■ DOCUMENT SECTION ■
···

|Start Date: ||11/16/2015||Start Time: ||12:00 AM
|End Date: ||11/16/2015||
INDIANAPOLIS – The parent company of Brown Mackie College and The Art Institutes has reached two important settlements today that include the State of Indiana. One is a global settlement of a federal whistleblower suit involving the parent company’s fraudulent claims. The other is a related settlement with Indiana and 38 other states to reform the company’s recruiting and enrollment practices which will result in a total $5.7 million in loan forgiveness to 5,530 Indiana students of Brown Mackie College and The Art Institutes, Attorney General Greg Zoeller announced today.
Loan forgiveness is part of a much larger settlement that imposes significant consumer-protection changes to the marketing, recruiting and enrollment practices of the parent company, Education Management Corporation (EDMC) and appoints an independent administrator to monitor the EDMC schools’ compliance with the settlement. Under the agreement, EDMC will pay Indiana, four other states and the federal government a combined $95.5 million over a period of years to settle whistleblower lawsuits alleging EDMC illegally paid incentives-based compensation to its admissions recruiters, tied to the number of students they recruited. Indiana will receive a net $1.2 million to reimburse the public treasury for costs associated with EDMC’s fraudulent practices.
“This settlement requires EDMC to forgive certain student loans and correct its deceptive and misleading recruitment practices that led students to get overextended with debt without the benefit of a useful degree. The enforcement effort by state attorneys general and our federal colleagues recovered public funds and puts strict monitoring in place to ensure EDMC’s compliance and restore some integrity and consumer protections to the process," Zoeller said.
Those eligible for forgiveness of outstanding student loans are certain students of:
• Brown Mackie College in Indianapolis, Fort Wayne, South Bend, Michigan City and Merrillville; and
• The Art Institute of Indianapolis.
This includes students enrolled in an EDMC program with fewer than 24 hours of transfer credit who withdrew within 45 days of the first day of their first term, where their final day was between January 1, 2006, and December 31, 2014.
Within 90 days of the effective date of the agreement, EDMC must send a notice letter to each qualifying former student and each of the credit reporting agencies. The notice that those students eligible for student loan debt forgiveness will receive in the mail from EDMC within 90 days will include more information about their accounts. Students and former students who have questions about whether they are eligible for student loan forgiveness also can contact EDMC at a number the company has set up to address such questions. That number is: 1-855-725-4301. Students should not contact the Attorney General’s Office with questions about their accounts or eligibility as the AG’s Office does not have that information.

···

Saved entries:
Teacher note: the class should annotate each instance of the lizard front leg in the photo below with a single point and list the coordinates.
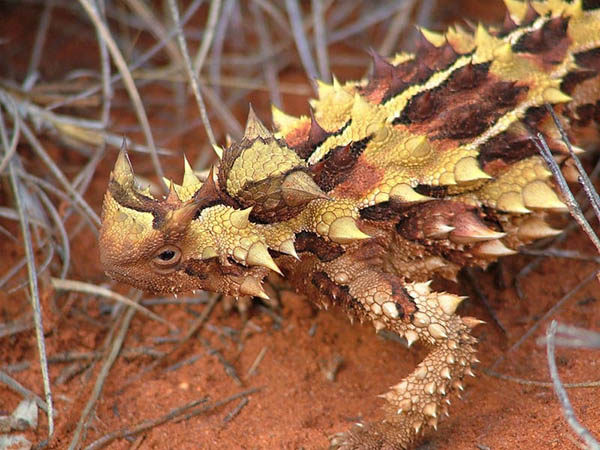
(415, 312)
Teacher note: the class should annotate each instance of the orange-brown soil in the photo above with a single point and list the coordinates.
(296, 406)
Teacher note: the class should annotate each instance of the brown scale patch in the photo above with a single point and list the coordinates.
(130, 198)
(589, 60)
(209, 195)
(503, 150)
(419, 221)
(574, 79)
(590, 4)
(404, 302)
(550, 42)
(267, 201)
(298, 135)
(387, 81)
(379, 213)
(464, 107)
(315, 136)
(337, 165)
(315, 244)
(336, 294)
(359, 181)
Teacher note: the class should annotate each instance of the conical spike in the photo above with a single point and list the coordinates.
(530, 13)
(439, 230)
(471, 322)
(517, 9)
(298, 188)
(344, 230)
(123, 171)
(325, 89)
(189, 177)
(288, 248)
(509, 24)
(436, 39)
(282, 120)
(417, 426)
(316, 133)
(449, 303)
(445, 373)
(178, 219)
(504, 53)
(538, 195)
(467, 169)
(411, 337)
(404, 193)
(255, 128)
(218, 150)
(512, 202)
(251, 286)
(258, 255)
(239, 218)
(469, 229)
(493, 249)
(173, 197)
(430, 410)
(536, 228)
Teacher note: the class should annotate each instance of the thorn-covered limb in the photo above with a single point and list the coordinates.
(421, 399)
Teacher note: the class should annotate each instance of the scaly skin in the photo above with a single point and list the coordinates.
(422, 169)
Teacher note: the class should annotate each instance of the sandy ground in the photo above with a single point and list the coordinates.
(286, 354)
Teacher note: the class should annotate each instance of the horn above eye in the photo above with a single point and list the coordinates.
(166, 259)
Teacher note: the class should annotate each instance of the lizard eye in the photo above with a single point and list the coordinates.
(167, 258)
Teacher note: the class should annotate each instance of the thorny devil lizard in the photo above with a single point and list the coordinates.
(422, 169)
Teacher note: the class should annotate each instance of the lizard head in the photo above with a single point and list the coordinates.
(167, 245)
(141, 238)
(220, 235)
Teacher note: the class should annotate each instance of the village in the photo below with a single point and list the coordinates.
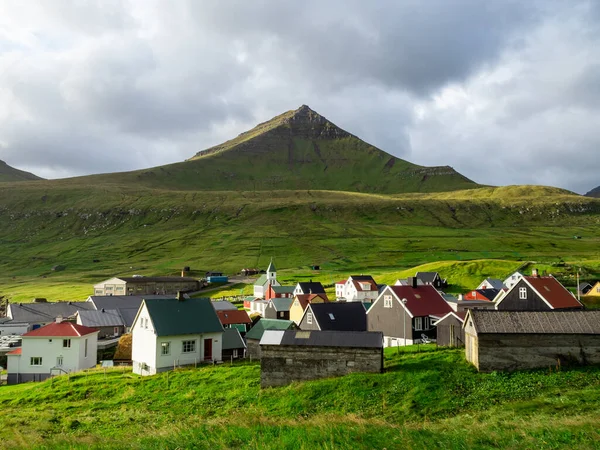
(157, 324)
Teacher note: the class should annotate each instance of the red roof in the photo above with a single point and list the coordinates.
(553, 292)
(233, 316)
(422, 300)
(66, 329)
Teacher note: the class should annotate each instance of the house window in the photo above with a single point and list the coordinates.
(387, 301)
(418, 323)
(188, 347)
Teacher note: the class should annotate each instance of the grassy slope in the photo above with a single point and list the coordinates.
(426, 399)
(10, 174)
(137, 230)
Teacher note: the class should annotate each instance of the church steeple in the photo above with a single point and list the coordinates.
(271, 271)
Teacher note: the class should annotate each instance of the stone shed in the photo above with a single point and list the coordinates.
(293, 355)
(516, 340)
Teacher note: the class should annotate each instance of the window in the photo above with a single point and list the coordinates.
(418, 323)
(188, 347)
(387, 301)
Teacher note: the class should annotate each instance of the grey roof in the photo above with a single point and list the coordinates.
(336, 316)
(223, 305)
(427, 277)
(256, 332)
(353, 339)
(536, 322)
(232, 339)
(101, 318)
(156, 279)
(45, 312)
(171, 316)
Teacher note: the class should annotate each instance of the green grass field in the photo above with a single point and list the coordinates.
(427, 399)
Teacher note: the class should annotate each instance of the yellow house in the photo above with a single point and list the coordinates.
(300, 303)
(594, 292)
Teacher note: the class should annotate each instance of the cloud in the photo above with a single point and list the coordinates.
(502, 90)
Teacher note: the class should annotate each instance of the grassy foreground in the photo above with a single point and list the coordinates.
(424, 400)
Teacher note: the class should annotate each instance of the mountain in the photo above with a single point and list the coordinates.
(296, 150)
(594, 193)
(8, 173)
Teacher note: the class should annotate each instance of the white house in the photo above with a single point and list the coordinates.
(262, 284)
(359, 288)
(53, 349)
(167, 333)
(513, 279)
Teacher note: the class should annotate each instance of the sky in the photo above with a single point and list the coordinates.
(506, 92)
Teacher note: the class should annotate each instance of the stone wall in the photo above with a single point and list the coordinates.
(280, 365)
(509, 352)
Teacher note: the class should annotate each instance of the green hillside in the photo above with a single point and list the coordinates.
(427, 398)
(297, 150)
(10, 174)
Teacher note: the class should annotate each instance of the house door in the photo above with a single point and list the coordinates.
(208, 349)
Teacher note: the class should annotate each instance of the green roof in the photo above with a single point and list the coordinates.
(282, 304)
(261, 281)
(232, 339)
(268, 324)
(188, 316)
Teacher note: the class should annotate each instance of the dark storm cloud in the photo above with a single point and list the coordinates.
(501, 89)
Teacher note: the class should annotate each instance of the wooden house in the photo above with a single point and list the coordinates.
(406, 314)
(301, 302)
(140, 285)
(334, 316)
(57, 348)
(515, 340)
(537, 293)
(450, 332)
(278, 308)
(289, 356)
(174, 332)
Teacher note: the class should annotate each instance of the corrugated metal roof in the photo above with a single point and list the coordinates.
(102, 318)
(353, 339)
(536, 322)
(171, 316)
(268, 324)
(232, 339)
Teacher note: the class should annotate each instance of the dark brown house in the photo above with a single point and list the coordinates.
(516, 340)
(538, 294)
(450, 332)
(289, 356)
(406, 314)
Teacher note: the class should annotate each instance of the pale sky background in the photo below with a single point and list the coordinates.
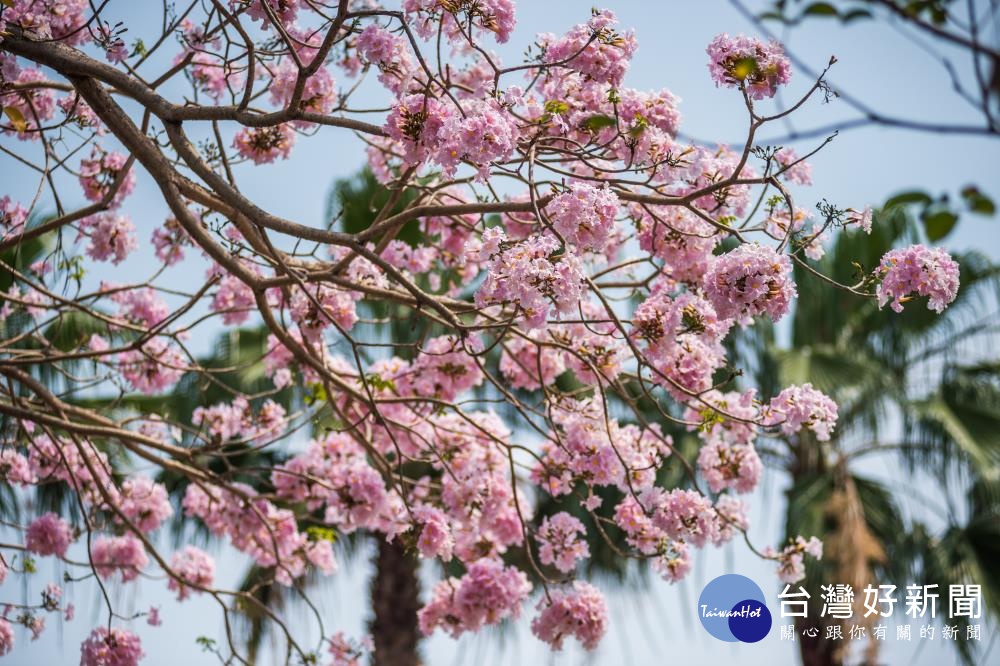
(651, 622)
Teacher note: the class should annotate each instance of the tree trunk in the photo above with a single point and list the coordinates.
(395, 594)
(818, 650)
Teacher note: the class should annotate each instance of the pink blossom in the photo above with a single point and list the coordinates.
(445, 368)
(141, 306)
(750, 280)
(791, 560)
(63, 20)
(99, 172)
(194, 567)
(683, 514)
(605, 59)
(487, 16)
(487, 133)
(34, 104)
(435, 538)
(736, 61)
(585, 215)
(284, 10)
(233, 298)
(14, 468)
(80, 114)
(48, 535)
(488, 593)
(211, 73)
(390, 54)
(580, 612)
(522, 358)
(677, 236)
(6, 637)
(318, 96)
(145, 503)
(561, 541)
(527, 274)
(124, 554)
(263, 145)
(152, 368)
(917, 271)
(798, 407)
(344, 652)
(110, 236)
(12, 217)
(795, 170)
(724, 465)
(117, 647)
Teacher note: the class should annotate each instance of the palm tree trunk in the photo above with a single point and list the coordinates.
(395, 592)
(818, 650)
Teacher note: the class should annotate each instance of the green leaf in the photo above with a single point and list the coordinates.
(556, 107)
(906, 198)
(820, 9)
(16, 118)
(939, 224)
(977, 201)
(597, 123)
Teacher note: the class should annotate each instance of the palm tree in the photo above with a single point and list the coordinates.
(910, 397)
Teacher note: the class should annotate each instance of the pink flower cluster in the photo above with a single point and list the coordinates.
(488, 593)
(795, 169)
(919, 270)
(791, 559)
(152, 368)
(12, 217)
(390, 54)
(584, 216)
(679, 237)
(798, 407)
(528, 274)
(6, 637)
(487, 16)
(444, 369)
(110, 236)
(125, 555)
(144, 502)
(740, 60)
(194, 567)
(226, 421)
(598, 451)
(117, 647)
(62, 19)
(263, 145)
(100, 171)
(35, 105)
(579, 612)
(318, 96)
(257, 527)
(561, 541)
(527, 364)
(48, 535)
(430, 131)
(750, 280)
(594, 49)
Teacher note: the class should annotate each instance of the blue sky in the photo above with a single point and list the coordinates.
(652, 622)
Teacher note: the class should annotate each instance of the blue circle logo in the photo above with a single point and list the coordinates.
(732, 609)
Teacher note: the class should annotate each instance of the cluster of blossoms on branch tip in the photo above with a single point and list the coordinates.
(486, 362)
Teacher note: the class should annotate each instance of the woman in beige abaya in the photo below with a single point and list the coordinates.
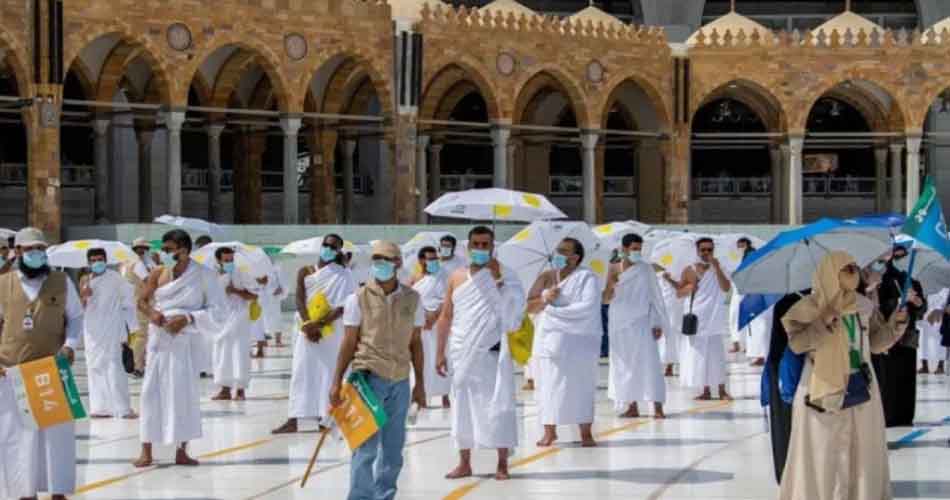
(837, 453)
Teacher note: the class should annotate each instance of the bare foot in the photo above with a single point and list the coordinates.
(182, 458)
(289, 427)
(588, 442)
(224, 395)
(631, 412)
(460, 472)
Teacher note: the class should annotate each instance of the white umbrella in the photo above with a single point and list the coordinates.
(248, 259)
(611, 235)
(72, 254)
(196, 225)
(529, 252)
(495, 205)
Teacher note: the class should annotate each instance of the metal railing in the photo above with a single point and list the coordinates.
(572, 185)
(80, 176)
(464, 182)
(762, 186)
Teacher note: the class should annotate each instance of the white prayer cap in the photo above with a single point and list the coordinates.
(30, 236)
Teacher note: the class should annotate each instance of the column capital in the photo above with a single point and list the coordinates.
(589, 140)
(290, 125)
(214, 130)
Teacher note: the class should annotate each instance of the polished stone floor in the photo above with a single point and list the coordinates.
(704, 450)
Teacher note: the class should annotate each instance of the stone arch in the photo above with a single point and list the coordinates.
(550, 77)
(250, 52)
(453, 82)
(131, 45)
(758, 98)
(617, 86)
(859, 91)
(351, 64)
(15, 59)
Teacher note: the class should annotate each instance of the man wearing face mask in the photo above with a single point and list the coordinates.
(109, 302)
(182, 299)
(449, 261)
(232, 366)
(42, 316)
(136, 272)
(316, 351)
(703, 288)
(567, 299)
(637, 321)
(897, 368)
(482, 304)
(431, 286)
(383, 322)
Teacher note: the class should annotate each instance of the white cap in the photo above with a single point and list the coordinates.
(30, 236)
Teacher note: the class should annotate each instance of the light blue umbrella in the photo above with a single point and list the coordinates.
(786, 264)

···

■ GIVEN TASK ■
Quote the passage of the EDMC settlement text between "This includes students" and "December 31, 2014.", inclusive. Rely only on the text about the EDMC settlement, not on the records.

■ SOLUTION ■
This includes students enrolled in an EDMC program with fewer than 24 hours of transfer credit who withdrew within 45 days of the first day of their first term, where their final day was between January 1, 2006, and December 31, 2014.